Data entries
****************************************
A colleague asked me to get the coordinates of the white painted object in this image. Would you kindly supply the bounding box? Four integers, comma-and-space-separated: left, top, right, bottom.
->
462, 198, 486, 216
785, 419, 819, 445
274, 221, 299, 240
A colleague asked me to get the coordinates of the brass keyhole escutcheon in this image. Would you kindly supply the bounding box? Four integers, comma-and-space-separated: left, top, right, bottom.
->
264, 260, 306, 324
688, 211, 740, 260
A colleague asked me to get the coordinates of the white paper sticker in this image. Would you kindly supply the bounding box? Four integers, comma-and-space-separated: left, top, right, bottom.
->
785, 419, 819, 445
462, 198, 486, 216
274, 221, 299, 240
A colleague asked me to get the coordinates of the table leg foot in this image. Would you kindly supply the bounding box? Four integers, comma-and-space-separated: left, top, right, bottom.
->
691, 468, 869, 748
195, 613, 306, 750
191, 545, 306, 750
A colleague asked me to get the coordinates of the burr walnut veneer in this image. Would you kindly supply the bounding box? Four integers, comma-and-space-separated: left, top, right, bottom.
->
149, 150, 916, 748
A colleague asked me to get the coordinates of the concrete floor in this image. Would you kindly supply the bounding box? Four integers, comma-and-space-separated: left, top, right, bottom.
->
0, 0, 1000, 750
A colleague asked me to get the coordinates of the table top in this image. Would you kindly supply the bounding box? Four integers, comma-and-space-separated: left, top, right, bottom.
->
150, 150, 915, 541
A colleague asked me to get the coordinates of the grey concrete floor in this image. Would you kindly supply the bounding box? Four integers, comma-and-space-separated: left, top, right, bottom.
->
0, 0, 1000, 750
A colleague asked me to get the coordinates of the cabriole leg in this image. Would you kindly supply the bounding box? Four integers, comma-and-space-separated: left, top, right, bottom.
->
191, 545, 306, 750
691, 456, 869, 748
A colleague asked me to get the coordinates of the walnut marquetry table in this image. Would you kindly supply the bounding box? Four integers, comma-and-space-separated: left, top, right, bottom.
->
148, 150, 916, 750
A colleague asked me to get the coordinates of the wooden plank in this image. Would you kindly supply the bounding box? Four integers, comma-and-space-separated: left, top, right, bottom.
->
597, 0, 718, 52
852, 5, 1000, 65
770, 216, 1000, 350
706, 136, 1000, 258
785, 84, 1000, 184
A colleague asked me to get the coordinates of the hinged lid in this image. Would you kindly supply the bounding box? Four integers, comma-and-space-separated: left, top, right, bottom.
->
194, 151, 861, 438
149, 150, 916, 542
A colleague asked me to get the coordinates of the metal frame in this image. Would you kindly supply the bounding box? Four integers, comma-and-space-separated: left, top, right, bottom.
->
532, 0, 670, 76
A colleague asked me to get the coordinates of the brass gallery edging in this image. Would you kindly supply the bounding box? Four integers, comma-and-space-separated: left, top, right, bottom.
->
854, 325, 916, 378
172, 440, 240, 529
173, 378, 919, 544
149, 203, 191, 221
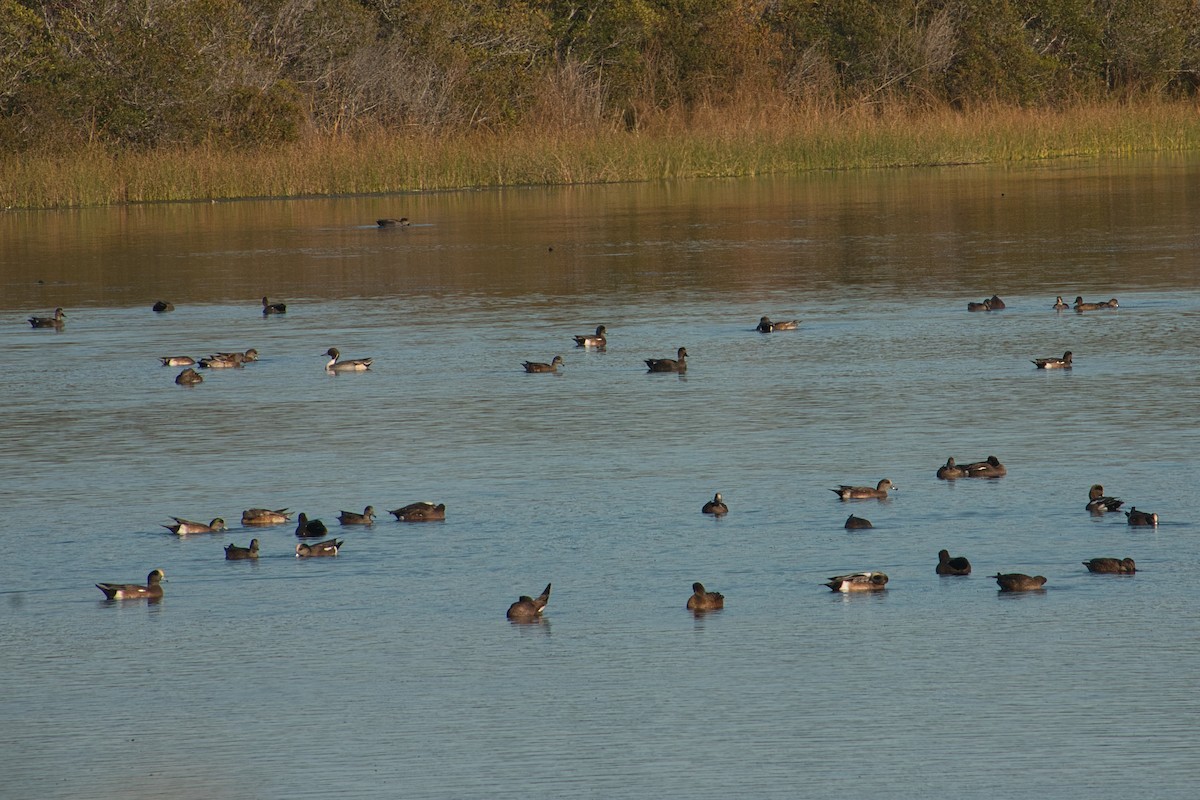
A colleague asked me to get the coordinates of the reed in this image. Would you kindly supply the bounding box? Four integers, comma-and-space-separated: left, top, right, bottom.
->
0, 102, 1200, 209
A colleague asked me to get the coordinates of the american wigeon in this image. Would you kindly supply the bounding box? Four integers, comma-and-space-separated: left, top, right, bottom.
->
226, 539, 258, 561
1084, 558, 1138, 575
995, 572, 1046, 591
96, 570, 167, 600
388, 500, 446, 522
701, 492, 730, 517
521, 355, 565, 372
296, 539, 344, 559
506, 583, 550, 622
1084, 483, 1124, 515
337, 506, 374, 525
29, 308, 67, 327
829, 477, 895, 500
296, 511, 329, 539
646, 348, 688, 372
824, 572, 888, 591
241, 509, 292, 527
163, 517, 224, 536
688, 581, 725, 612
322, 348, 374, 372
575, 325, 608, 347
934, 551, 971, 575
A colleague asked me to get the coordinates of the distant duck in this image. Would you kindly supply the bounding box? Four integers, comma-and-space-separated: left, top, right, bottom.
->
646, 348, 688, 372
296, 539, 344, 559
700, 492, 730, 517
263, 297, 288, 317
829, 477, 895, 500
1084, 483, 1124, 515
175, 367, 204, 386
575, 325, 608, 347
1126, 506, 1158, 525
688, 581, 725, 612
1084, 558, 1138, 575
995, 572, 1046, 591
521, 355, 565, 372
163, 517, 224, 536
226, 539, 258, 561
29, 308, 67, 327
322, 348, 374, 372
1032, 350, 1074, 369
96, 570, 167, 600
296, 511, 329, 539
934, 551, 971, 575
241, 509, 292, 527
824, 572, 888, 591
337, 506, 374, 525
506, 583, 551, 622
388, 501, 446, 522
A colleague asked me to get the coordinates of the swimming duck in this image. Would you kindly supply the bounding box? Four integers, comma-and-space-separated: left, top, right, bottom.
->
646, 348, 688, 372
1084, 483, 1124, 515
96, 570, 167, 600
226, 539, 258, 561
388, 501, 446, 522
29, 308, 67, 327
829, 477, 895, 500
575, 325, 608, 347
163, 517, 224, 536
1032, 350, 1074, 369
826, 572, 888, 591
506, 583, 550, 622
322, 348, 374, 372
337, 506, 374, 525
296, 511, 329, 539
1084, 558, 1138, 575
296, 539, 344, 559
241, 509, 292, 527
521, 355, 564, 372
700, 492, 730, 517
995, 572, 1046, 591
934, 551, 971, 575
688, 581, 725, 612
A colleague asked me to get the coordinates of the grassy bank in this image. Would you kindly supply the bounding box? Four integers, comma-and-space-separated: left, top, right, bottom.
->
0, 103, 1200, 209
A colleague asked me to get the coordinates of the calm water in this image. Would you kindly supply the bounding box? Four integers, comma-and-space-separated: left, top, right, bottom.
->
7, 153, 1200, 799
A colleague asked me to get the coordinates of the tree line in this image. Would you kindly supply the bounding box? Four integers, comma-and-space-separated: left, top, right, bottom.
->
0, 0, 1200, 152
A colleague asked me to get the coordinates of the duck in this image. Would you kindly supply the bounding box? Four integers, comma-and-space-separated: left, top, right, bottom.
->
1084, 483, 1124, 515
506, 583, 551, 622
337, 506, 374, 525
688, 581, 725, 612
163, 517, 224, 536
934, 551, 971, 575
175, 367, 204, 386
824, 572, 888, 591
296, 511, 329, 539
1032, 350, 1074, 369
521, 355, 565, 372
1084, 558, 1138, 575
388, 500, 446, 522
322, 348, 374, 372
29, 308, 67, 327
296, 539, 344, 559
829, 477, 896, 500
1126, 506, 1158, 525
575, 325, 608, 348
995, 572, 1046, 591
700, 492, 730, 517
96, 570, 167, 600
226, 539, 258, 561
241, 509, 292, 527
646, 348, 688, 372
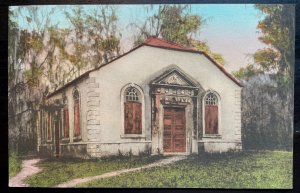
****************************************
TASK
Pull every line of the listing above and copy each one word for word, in order, leaving out the pictures.

WRITTEN SOLUTION
A colleague asked me to get the coordinates of the white painted object in this image. Would you kindly supply the bounding box? Four integers, comma-and-space-separated: left, top, right, bottom.
->
462, 198, 486, 216
785, 419, 819, 445
274, 221, 299, 240
A colleague asked me to get the coordinates of the brass keyhole escutcheon in this image. Would you kindly supply the bounding box? Four integers, comma-and-space-separated: left, top, right, bottom.
->
264, 260, 306, 324
688, 211, 740, 260
A colleague asked me to get the coordinates of the white paper sticker in this image. Would you kindly supply the bounding box? Four integers, comma-and-space-separated: left, top, right, bottom.
->
785, 419, 819, 445
462, 198, 486, 216
274, 221, 299, 240
A colleague asked me to get the coordinates of the table leg foot in this image. Would you kindly supply the bounding box? Four integers, comma-and-space-separated: left, top, right, bottom.
->
691, 468, 869, 748
195, 613, 306, 750
191, 545, 306, 750
A colleague asked me to get the coordinates of the burr walnut veneer in this image. Would you kindly supply the bounding box? Four integers, comma-and-space-separated: left, top, right, bottom.
->
149, 150, 916, 748
A colleague asked me to get the coordinates of the concrete floor in this image. Would you kindly supply the bounding box? Four integers, comma-and-space-separated: left, top, right, bottom.
->
0, 0, 1000, 750
A colleague asked me to get the coordinates of the table top in this image. Would you kindly supply the bounding box? Four integers, comma-and-space-separated: left, top, right, bottom.
->
150, 150, 915, 541
A colleague asked me to get the coordinates of the grey concrete floor in this image. Would you kindly supply the bounding box? Four integers, comma-and-space-separated: left, top, right, bottom.
->
0, 0, 1000, 750
A colleague asked me to get the coordinates of the cabriole leg in this image. Would you kindly supply the bounding box? Four integers, comma-and-space-separated: left, top, right, bottom.
->
191, 545, 306, 750
691, 456, 869, 748
A colleague asked me to get the coordinates of the walnut marquetry table in this image. Would you kindly supply the bounding box? Four integers, comma-and-space-separated: left, top, right, bottom.
->
148, 150, 916, 750
A colleague asked me to get the coordinates of the wooden plank in this image. Would you kindly supply the bounding box? Four integers, comma-and-space-separated: left, top, right, bottom.
->
597, 0, 718, 52
852, 5, 1000, 65
770, 216, 1000, 350
706, 136, 1000, 258
785, 84, 1000, 184
A colleague asked me to get the coordinates of the hinged lid in this image. Would you kindly supply the bounding box? Four integers, comma-and-space-separated: left, top, right, bottom.
->
194, 151, 861, 438
149, 150, 916, 542
A colleague asked me to get the coordinates of the metal frame in this image. Would you kindly supply the bounding box? Four integers, comma-and-space-separated: left, top, right, bottom.
->
532, 0, 670, 76
A colleague asked me to get the coordinates of the brass gallery edging in this image. Would you kindly supply the bounding box? Four integers, comma-and-space-separated: left, top, right, bottom.
->
854, 325, 916, 378
172, 440, 240, 529
173, 378, 919, 544
149, 203, 191, 221
A colleague asked me to get the coordinates of the reed in this image. Would you kindly supply the bounding box? Four integers, comma-and-space-separated: left, top, right, bottom.
->
0, 102, 1200, 209
A colleague asked me to get the coordinates of the american wigeon in this image. Would you kindly supply the bounding box? Four integers, comma-and-space-separated: left, top, right, bottom.
->
226, 539, 258, 561
1084, 558, 1138, 575
995, 572, 1046, 591
96, 570, 167, 600
388, 500, 446, 522
701, 492, 730, 517
521, 355, 565, 372
296, 539, 344, 559
506, 583, 550, 622
1084, 483, 1124, 515
337, 506, 374, 525
29, 308, 67, 327
829, 477, 895, 500
296, 511, 329, 539
646, 348, 688, 372
824, 572, 888, 591
241, 509, 292, 527
163, 517, 224, 536
688, 581, 725, 612
322, 348, 374, 372
575, 325, 608, 347
934, 551, 971, 575
A colleague asked me to get the coordinates of the distant duck in this image. Would you kindly supply the bounding box? Four integers, comma-and-space-separated: left, top, right, bottom.
->
646, 348, 688, 372
296, 539, 344, 559
700, 492, 730, 517
263, 297, 288, 317
829, 477, 895, 500
1084, 483, 1124, 515
175, 367, 204, 386
575, 325, 608, 347
1126, 506, 1158, 525
688, 581, 725, 612
1084, 558, 1138, 575
995, 572, 1046, 591
521, 355, 565, 372
163, 517, 224, 536
226, 539, 258, 561
29, 308, 67, 327
322, 348, 374, 372
1032, 350, 1074, 369
96, 570, 167, 600
296, 511, 329, 539
934, 551, 971, 575
241, 509, 292, 527
824, 572, 888, 591
337, 506, 374, 525
506, 583, 551, 622
388, 501, 446, 522
A colleague asked me to get the coordinates of the swimming duck in this image. Would you kindly supply the bounding box? Four integers, comma-and-space-separated: left, top, right, bottom.
->
646, 348, 688, 372
1084, 483, 1124, 515
96, 570, 167, 600
226, 539, 258, 561
388, 501, 446, 522
29, 308, 67, 327
829, 477, 895, 500
575, 325, 608, 347
163, 517, 224, 536
1032, 350, 1074, 369
826, 572, 888, 591
506, 583, 550, 622
322, 348, 374, 372
337, 506, 374, 525
296, 511, 329, 539
1084, 558, 1138, 575
296, 539, 344, 559
241, 509, 292, 527
521, 355, 564, 372
700, 492, 730, 517
995, 572, 1046, 591
934, 551, 971, 575
688, 581, 725, 612
A colleague asked me to get the coordinates of the grassy bank in this image. Would you kindly supply the bounding box? Four integers, comma-and-space-separated: left, top, right, bottom.
->
0, 103, 1200, 209
A colleague asked me to get the coordinates of the calm water in this image. Would you kindly supply the bounding box? Four integers, comma-and-space-separated: left, top, right, bottom.
->
7, 153, 1200, 799
A colleague asked me to get the coordinates of the tree line in this image. Would you kindly supply the bounding box? Four integers, comma-and-space-separated: left, top, right, bottom.
->
0, 0, 1200, 152
A colleague asked me to get the coordinates of the duck in this image. Would you kindly supply the bounding box? Four integers, comma-and-space-separated: left, top, right, bottom.
->
1084, 483, 1124, 515
506, 583, 551, 622
337, 506, 374, 525
688, 581, 725, 612
163, 517, 224, 536
934, 551, 971, 575
175, 367, 204, 386
824, 572, 888, 591
296, 511, 329, 539
1032, 350, 1074, 369
521, 355, 565, 372
1084, 558, 1138, 575
388, 500, 446, 522
322, 348, 374, 372
29, 308, 67, 327
296, 539, 344, 559
829, 477, 896, 500
1126, 506, 1158, 525
575, 325, 608, 348
995, 572, 1046, 591
700, 492, 730, 517
96, 570, 167, 600
226, 539, 258, 561
241, 509, 292, 527
646, 348, 688, 372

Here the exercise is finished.